Region pointing data
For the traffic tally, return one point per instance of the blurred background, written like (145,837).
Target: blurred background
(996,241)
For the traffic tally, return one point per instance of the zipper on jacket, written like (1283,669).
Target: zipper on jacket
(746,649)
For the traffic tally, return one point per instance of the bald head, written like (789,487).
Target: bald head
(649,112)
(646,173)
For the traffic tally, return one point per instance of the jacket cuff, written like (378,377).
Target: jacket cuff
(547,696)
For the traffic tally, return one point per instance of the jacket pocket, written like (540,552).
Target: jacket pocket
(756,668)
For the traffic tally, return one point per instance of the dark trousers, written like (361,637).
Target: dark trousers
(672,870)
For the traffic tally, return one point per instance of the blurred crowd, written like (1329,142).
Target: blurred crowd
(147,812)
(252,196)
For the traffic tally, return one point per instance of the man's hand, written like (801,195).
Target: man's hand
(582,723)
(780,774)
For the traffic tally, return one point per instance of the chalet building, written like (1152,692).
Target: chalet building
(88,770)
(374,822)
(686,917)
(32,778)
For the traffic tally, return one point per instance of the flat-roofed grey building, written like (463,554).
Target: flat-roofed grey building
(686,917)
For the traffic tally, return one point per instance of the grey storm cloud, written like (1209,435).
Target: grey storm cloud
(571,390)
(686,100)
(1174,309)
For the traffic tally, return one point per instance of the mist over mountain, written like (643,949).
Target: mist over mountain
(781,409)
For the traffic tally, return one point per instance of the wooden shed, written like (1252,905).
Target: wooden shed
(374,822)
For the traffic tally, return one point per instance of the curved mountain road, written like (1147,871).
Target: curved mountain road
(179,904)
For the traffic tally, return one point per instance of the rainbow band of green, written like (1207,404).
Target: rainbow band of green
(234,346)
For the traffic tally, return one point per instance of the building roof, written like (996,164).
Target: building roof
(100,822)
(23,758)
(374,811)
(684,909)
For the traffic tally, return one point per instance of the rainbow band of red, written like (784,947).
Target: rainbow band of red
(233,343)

## Work to be completed
Every single record is to be set down again, unaltered.

## Task response
For the traffic tally, return one point per instance of the blurred background, written like (145,837).
Target: blurred background
(996,241)
For the traffic tally, return one point per instance of the zipper on jacket, written like (1283,669).
Target: zipper on jacket
(746,649)
For the traffic tally, return one point per instance of the bald head, written like (789,487).
Target: bald head
(649,112)
(646,173)
For the traffic tally, return one point per instance of the jacket cuff, written like (378,377).
Target: jacket cuff
(547,696)
For the traffic tally, return one point per instance of the jacket pocket, written like (540,552).
Target: jacket pocket
(756,668)
For the traffic tally, return one point per instance of the dark trousers, written like (361,637).
Target: dark trousers
(672,870)
For the traffic tally, return one point per instance of the blurred crowd, written like (1329,142).
Target: blurred crowd
(147,812)
(252,196)
For the traffic tally, return one point per instance of the man's hand, written like (801,195).
Target: man's hand
(582,723)
(780,774)
For the traffic tally, return one point per instance of the chalet building, written like (1152,692).
Target: chalet building
(88,770)
(374,822)
(686,917)
(32,778)
For the traffic tally, return one point per instance of the flat-roofed grey building, written like (463,554).
Target: flat-roofed grey building
(686,917)
For the traffic tally, return one point per instance of the grey storm cloud, written like (1209,435).
Target: grey storm cloud
(571,390)
(686,100)
(1174,309)
For the traffic tally, return one point per instance of the mist over mountain, written like (643,949).
Target: mist over mountain
(781,409)
For the traffic tally, return one point per instance of the wooden shed, written like (1252,905).
Target: wooden shed
(374,822)
For the traffic tally, return one point per instance of the curved mountain road, written like (1147,871).
Target: curved mountain road
(179,904)
For the traffic tally, return one point per instance of the rainbow band of green, written like (1207,404).
Target: rainbow band of green
(234,346)
For the traffic tally, return one point per instance of the building roof, written like (996,164).
Target: building roof
(100,822)
(23,758)
(374,811)
(684,909)
For the traffic tally, return one point per instance of the rainbow band of red, written like (784,947).
Target: rainbow band of red
(233,343)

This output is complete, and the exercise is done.